#### [DOCUMENT EXCERPT]
>>>

The Two Doctors is the fourth serial of the 22nd season of the British science fiction television series Doctor Who, which was first broadcast in three weekly parts on BBC1 from 16 February to 2 March 1985.

The serial is set on an alien space station and in and around Seville. In the serial, the alien time traveller the Sixth Doctor (Colin Baker), his former travelling companion Jamie McCrimmon (Frazer Hines) and his current companion Peri Brown (Nicola Bryant) work to save the younger Second Doctor (Patrick Troughton) from the biogeneticist Dastari (Laurence Payne), who intends to steal the knowledge of how to travel in time from the Second Doctor's genetic make-up.

This serial marks Troughton's final appearance as the Second Doctor before his death in 1987.

Plot

The Second Doctor and Jamie McCrimmon land the TARDIS on board Space Station Camera in the Third Zone on a mission for the Time Lords, who have also installed a teleport control on the TARDIS. The Doctor explains that the station is a research facility and that they have to talk to Dastari, the Head of Projects. The Androgum cook Shockeye drugs the meals of the station's scientists. The Doctor tells Dastari that the Time Lords want the time experiments of Kartz and Reimer stopped. The Doctor warns that the distortions from the experiments are on the verge of threatening the fabric of time, but Dastari refuses to order them to cease, accusing the Time Lords of not wanting another race to discover the secrets of time travel. Dastari and the others collapse from the drugged meals. Chessene, an Androgum technologically augmented to mega-genius levels, lowers the station's defences to allow the Sontarans to attack. Jamie sees the Doctor appear to die by the Sontarans before fleeing.

<<<

#### [REQUIRED ACTION]
Carry on the article about the Doctor Who serial The Two Doctors, picking up right after its final sentence.

#### [EXERCISE DATA]
>>>

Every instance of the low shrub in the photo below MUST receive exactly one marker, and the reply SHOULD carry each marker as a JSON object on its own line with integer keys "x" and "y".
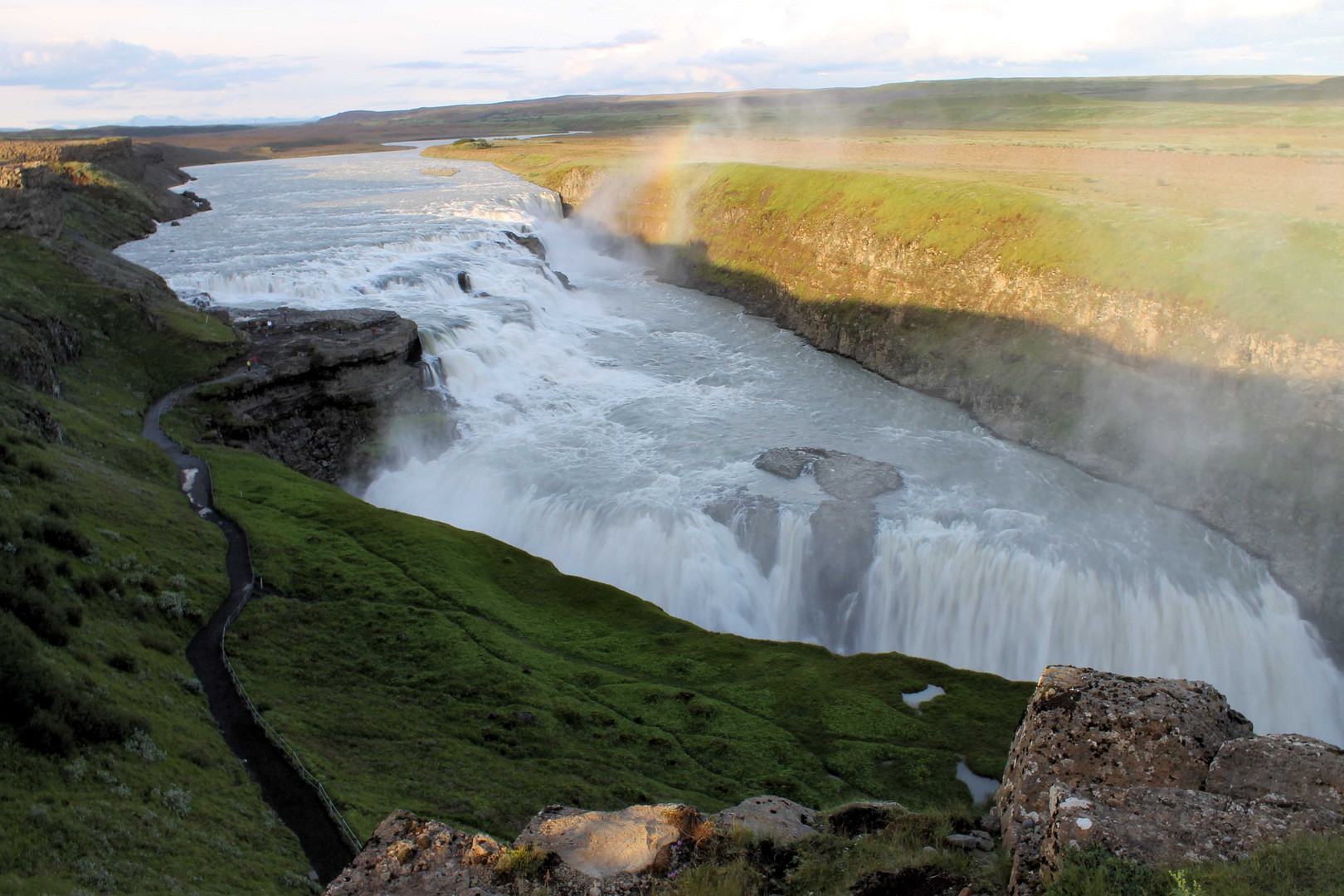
{"x": 158, "y": 641}
{"x": 63, "y": 536}
{"x": 123, "y": 661}
{"x": 49, "y": 733}
{"x": 522, "y": 861}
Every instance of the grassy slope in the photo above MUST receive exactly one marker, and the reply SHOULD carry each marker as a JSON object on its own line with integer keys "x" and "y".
{"x": 104, "y": 818}
{"x": 1270, "y": 275}
{"x": 398, "y": 670}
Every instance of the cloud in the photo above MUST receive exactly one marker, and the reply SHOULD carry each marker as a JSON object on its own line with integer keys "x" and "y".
{"x": 113, "y": 65}
{"x": 1220, "y": 56}
{"x": 624, "y": 39}
{"x": 300, "y": 58}
{"x": 433, "y": 65}
{"x": 500, "y": 51}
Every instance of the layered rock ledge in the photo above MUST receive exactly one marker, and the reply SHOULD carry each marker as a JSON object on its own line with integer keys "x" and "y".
{"x": 332, "y": 394}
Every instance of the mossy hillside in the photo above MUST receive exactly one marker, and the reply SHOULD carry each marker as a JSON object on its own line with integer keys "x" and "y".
{"x": 113, "y": 776}
{"x": 405, "y": 650}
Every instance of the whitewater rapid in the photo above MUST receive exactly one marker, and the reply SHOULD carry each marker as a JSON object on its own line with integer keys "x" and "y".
{"x": 600, "y": 423}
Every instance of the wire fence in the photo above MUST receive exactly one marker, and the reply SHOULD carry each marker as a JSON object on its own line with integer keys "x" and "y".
{"x": 275, "y": 737}
{"x": 284, "y": 746}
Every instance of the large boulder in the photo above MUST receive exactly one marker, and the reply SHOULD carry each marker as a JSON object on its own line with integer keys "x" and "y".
{"x": 1300, "y": 770}
{"x": 754, "y": 522}
{"x": 1171, "y": 825}
{"x": 409, "y": 856}
{"x": 845, "y": 477}
{"x": 772, "y": 818}
{"x": 854, "y": 820}
{"x": 605, "y": 844}
{"x": 1097, "y": 728}
{"x": 1157, "y": 770}
{"x": 334, "y": 394}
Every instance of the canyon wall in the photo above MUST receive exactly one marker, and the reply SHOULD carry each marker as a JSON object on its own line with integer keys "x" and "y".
{"x": 1242, "y": 427}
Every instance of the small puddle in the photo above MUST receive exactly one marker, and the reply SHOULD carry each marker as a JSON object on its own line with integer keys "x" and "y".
{"x": 980, "y": 786}
{"x": 923, "y": 696}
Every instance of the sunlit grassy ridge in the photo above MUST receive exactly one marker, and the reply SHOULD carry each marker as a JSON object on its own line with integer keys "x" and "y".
{"x": 1268, "y": 273}
{"x": 1273, "y": 275}
{"x": 407, "y": 646}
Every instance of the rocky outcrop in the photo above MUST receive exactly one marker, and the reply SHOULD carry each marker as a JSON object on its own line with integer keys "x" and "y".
{"x": 1171, "y": 825}
{"x": 407, "y": 856}
{"x": 847, "y": 477}
{"x": 324, "y": 387}
{"x": 609, "y": 844}
{"x": 772, "y": 818}
{"x": 574, "y": 850}
{"x": 1301, "y": 770}
{"x": 1159, "y": 770}
{"x": 843, "y": 531}
{"x": 50, "y": 192}
{"x": 32, "y": 349}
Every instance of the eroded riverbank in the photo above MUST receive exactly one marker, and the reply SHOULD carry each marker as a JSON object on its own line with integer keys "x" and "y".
{"x": 598, "y": 425}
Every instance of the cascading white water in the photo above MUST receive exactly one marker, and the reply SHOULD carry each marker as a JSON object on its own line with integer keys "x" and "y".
{"x": 601, "y": 427}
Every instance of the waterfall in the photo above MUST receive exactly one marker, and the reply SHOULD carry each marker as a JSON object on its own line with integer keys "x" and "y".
{"x": 611, "y": 429}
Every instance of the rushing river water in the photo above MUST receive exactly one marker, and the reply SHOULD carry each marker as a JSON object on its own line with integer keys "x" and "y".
{"x": 602, "y": 426}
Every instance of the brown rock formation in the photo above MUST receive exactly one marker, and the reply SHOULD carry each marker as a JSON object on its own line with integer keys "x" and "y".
{"x": 407, "y": 856}
{"x": 325, "y": 386}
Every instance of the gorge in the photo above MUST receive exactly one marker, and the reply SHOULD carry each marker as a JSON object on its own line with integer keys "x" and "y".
{"x": 613, "y": 429}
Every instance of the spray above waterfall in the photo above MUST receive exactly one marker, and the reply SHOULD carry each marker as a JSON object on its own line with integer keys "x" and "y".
{"x": 616, "y": 429}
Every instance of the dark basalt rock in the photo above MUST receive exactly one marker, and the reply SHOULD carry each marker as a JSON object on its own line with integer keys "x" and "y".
{"x": 754, "y": 522}
{"x": 324, "y": 386}
{"x": 841, "y": 476}
{"x": 531, "y": 243}
{"x": 841, "y": 546}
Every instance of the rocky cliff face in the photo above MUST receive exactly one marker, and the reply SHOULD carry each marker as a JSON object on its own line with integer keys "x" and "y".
{"x": 324, "y": 387}
{"x": 1244, "y": 430}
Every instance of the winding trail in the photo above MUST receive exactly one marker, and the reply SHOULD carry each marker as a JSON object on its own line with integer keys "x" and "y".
{"x": 284, "y": 789}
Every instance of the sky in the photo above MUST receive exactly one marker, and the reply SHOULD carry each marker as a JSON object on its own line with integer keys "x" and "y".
{"x": 85, "y": 62}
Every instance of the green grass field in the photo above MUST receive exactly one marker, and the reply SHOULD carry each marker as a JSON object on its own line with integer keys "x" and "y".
{"x": 105, "y": 572}
{"x": 1266, "y": 275}
{"x": 405, "y": 648}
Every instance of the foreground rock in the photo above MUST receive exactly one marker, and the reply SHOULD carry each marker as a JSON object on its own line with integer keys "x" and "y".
{"x": 572, "y": 852}
{"x": 772, "y": 818}
{"x": 608, "y": 844}
{"x": 331, "y": 394}
{"x": 407, "y": 856}
{"x": 1157, "y": 770}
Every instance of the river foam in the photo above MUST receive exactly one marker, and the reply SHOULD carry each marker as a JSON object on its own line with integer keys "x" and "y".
{"x": 601, "y": 425}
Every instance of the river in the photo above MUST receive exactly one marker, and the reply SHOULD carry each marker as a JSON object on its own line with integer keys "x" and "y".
{"x": 611, "y": 429}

<<<

#### [YOUR RESPONSE]
In the TARDIS, the Sixth Doctor has a vision of his second incarnation being put to death. Since he is still alive, he is concerned that he may have died in the past and only exists now as a temporal anomaly. He decides to consult his old friend Dastari to see if he can help. The Doctor and Peri arrive on the station and find no signs of life. The station computer demands that the Doctor leave and, when he refuses, tries to kill him and Peri by depressurising the passageway. The Doctor opens a hatch and drags his unconscious companion through to another section. The Doctor discovers Dastari's day journal and the Time Lords' objections to the Kartz-Reimer experiments.

In Spain, Chessene, Shockeye and a Sontaran, Major Varl, take possession of a hacienda by killing its owner, Doña Arana. Dastari and the Sontaran Group Marshal Stike carry an unconscious Second Doctor towards the hacienda.

Peri is attacked by a humanoid in rags. The Sixth Doctor and Peri find that Peri's attacker was Jamie, who has been hiding all the while. Under hypnosis, Jamie tells the Sixth Doctor that the Sontarans killed the Second Doctor. The Sixth Doctor explains to Jamie and Peri that what Jamie saw was an illusion designed to make people believe the Doctor was dead and not investigate further. He theorises that the Sontarans also kidnapped Dastari as he is the only biogeneticist in the galaxy who could isolate the symbiotic nuclei that gives Time Lords the molecular stability to travel through time. The Sixth Doctor puts himself into a telepathic trance to determine where his past incarnation is being held. He narrows it down to the Seville area, where the Sontaran spaceship landed.

Dastari reveals his plan to dissect the Second Doctor's cell structure to isolate his symbiotic nuclei and give them to Chessene. The Second Doctor protests that her barbaric Androgum nature, coupled with the ability to time travel, will mean that there will be no limit to her evil. Finding the hacienda, Peri interrupts the operation. Sneaking into the cellar, the Sixth Doctor examines the Kartz-Reimer module, a prototype time machine modelled on Time Lord technology, explaining to Jamie how it works. The Sontarans overhear him. Outside, Shockeye knocks Peri out and brings her to the hacienda kitchen. Stike threatens to kill Jamie unless the Sixth Doctor gets into the module and primes it with his symbiotic print, and the Doctor does so, after which, he and Jamie escape the Sontarans.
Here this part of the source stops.